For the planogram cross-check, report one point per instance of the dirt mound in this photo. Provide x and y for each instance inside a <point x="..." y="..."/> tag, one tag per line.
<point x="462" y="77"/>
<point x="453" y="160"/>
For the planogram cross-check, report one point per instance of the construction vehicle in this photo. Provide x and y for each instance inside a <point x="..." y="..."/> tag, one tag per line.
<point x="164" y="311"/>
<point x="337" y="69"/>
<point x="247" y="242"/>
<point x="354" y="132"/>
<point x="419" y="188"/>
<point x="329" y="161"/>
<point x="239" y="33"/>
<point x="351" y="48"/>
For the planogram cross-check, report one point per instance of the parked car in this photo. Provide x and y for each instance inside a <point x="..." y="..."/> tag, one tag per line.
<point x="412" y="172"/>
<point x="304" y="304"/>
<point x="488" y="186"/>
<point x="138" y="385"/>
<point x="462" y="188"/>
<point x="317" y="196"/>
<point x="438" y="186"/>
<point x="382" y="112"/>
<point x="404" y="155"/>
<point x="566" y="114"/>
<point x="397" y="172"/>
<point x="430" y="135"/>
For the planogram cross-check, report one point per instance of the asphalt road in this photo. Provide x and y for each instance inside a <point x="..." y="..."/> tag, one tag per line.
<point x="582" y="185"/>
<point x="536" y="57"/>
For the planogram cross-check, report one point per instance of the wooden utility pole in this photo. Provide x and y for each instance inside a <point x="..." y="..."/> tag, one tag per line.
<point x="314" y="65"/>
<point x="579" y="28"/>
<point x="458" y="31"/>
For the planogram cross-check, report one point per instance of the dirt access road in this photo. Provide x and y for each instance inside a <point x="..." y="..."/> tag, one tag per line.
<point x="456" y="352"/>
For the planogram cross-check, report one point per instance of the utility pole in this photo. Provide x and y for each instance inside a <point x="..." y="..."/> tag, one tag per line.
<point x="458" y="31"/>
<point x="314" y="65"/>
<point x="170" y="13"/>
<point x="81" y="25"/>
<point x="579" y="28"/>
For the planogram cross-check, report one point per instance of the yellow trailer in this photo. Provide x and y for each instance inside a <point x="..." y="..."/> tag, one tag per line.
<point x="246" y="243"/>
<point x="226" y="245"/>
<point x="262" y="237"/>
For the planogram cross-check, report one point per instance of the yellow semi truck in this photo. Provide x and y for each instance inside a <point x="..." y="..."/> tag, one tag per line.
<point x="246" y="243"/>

+++++

Work order
Could you copy out all the material word for word?

The answer
For the planogram cross-check, report one point per instance of the dirt mound in this photo. Provide x and y for each instance inside a <point x="..." y="..."/> tag, one tag per line.
<point x="462" y="77"/>
<point x="453" y="160"/>
For the planogram cross-check, report one point per instance of the construction vehicle in this photo. Provide x and y for each instance inside a <point x="..." y="..."/> tag, one tag per line.
<point x="164" y="311"/>
<point x="337" y="69"/>
<point x="247" y="242"/>
<point x="354" y="132"/>
<point x="419" y="188"/>
<point x="329" y="161"/>
<point x="239" y="33"/>
<point x="351" y="48"/>
For the planogram cross-check, report one point per instance of the parked car in this photo. Provide x and y for each instance inside a <point x="..." y="..."/> tag, one tag per line.
<point x="412" y="172"/>
<point x="304" y="304"/>
<point x="488" y="186"/>
<point x="138" y="385"/>
<point x="462" y="188"/>
<point x="317" y="196"/>
<point x="438" y="186"/>
<point x="382" y="112"/>
<point x="404" y="155"/>
<point x="566" y="114"/>
<point x="397" y="172"/>
<point x="430" y="135"/>
For the planogram cross-check, report one point per instance of the asphalt road in this photo. Provide x and y for each instance inside a <point x="..." y="..."/> tag, one tag per line.
<point x="582" y="185"/>
<point x="536" y="57"/>
For the planogram cross-check, report one point per instance of the wooden utility pole in this photo. Provide x and y for each instance inside a <point x="..." y="..."/> tag, one tag per line.
<point x="314" y="65"/>
<point x="579" y="28"/>
<point x="458" y="31"/>
For the planogram cross-check, report one point per instance of the dirt access road in this photo. Provide x and y for each instance inside a <point x="..." y="..."/> tag, one tag per line.
<point x="456" y="352"/>
For the planogram cross-check, report one point per instance of the utility pole in this photo. Provide x and y for each instance inside a <point x="..." y="..."/> tag, one tag per line.
<point x="458" y="31"/>
<point x="314" y="65"/>
<point x="170" y="13"/>
<point x="81" y="25"/>
<point x="579" y="28"/>
For the planogram cross-check, report one point per instance of the yellow trailer in this photo. Provide x and y for each instance inside a <point x="..." y="..."/> tag, one tag per line.
<point x="246" y="243"/>
<point x="226" y="245"/>
<point x="262" y="237"/>
For the planogram cross-check, report one point per instance of the yellow semi truck in this photo. Provide x and y for each instance inside a <point x="..." y="..."/> tag, one tag per line.
<point x="246" y="243"/>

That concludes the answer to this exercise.